[Records from a data collection]
==============================
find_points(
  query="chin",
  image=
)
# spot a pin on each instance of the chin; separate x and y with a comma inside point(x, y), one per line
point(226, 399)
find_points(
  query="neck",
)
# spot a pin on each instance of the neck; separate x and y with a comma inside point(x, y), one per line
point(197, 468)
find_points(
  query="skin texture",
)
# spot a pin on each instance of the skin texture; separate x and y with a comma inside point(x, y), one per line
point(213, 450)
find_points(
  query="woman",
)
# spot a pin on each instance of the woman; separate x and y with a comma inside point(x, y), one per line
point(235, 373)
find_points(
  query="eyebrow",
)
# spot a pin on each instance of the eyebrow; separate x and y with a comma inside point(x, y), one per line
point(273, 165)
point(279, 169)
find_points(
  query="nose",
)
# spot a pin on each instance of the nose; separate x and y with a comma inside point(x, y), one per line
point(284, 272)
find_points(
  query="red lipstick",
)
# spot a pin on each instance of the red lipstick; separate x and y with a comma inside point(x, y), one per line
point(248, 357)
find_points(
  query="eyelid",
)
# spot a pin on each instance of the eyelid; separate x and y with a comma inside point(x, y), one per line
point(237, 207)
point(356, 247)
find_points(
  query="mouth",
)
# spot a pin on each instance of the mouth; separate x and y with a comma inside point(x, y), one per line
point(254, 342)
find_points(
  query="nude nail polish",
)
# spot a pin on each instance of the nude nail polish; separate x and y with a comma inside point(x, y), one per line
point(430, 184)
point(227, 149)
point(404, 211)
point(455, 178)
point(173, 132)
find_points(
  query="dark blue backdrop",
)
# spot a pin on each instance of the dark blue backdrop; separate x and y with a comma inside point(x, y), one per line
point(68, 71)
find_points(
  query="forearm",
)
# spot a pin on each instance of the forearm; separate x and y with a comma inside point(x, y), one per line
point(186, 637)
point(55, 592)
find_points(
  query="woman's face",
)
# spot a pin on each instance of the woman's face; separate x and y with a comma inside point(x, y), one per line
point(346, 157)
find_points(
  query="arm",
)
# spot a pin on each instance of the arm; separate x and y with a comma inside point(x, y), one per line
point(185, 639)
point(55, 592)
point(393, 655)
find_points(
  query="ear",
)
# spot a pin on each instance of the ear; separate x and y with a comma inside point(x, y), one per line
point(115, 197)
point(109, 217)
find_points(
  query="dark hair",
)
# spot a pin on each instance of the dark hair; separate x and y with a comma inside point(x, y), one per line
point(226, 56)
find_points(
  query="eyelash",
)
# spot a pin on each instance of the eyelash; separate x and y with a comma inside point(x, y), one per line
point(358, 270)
==============================
Work instructions.
The records above are to be duplicated in full and exactly.

Output of the task.
find_points(
  query="chin",
  image=
)
# spot a pin on each instance of the chin; separate x and y with a comma inside point(x, y), one per line
point(226, 399)
find_points(
  query="neck",
)
# spot a pin on each instance of the neck; separate x and y with a comma inside point(x, y), one per line
point(197, 468)
find_points(
  query="skin texture",
)
# spot a pin on each instance of the skin texture; separate x and y with a comma inside point(x, y), one per line
point(213, 450)
find_points(
  query="woman",
)
# spot a pin on each instance of the woman; separate x and y with a comma inside point(x, y), one per line
point(235, 373)
find_points(
  query="eyebrow",
)
# spot a pin on each instance of the eyebrow; separate x and y with a comma inside point(x, y), one per line
point(273, 165)
point(279, 169)
find_points(
  query="nose",
)
# spot a pin on each instance of the nose; separate x and y with a comma inside point(x, y), one per line
point(284, 272)
find_points(
  query="red lipstick",
)
# spot a pin on each instance of the red lipstick; separate x and y with a comma inside point(x, y), one per line
point(248, 357)
find_points(
  query="eyelid",
)
# spot a pin on each instance of the eyelid; separate x and y with a comma inside point(x, y), one per line
point(237, 207)
point(356, 247)
find_points(
  query="mouth",
)
# spot a pin on each instance of the mouth; separate x and y with a comma inside point(x, y), one per line
point(254, 342)
find_points(
  query="nude nail polish",
)
# spot a pin on each instance of the nude nail polish; separate x and y with a comma inside point(x, y), one per line
point(430, 184)
point(227, 149)
point(404, 211)
point(455, 178)
point(173, 132)
find_points(
  query="dark blue backdrop",
)
# spot a pin on each instance of the dark blue backdrop; separate x and y with a comma inside point(x, y), one per line
point(68, 71)
find_points(
  query="forearm",
)
# spot a pin on each instance of the forearm; separate x and y with a comma inside point(x, y), one per line
point(186, 637)
point(55, 592)
find_points(
  query="woman's face",
)
# spot a pin on each instance of the woman's face; separate x and y with a comma inside point(x, y), one per line
point(346, 157)
find_points(
  query="arm",
)
# spot a pin on each instance of the arm; separate x and y with a comma inside point(x, y), one per line
point(185, 639)
point(55, 592)
point(393, 655)
find_points(
  query="ear",
)
# spot a pin on each instance of the ear; separate x and y with a comma inside point(x, y), one per line
point(115, 197)
point(109, 217)
find_points(
  query="dark hair",
)
# spot a pin on each instance of the dark hair; separate x and y with a comma inside point(x, y), one per line
point(226, 56)
find_points(
  query="eyelash",
)
# spot a pin on each instance of the eyelash; separate x and y with a comma inside point(x, y), one per line
point(358, 270)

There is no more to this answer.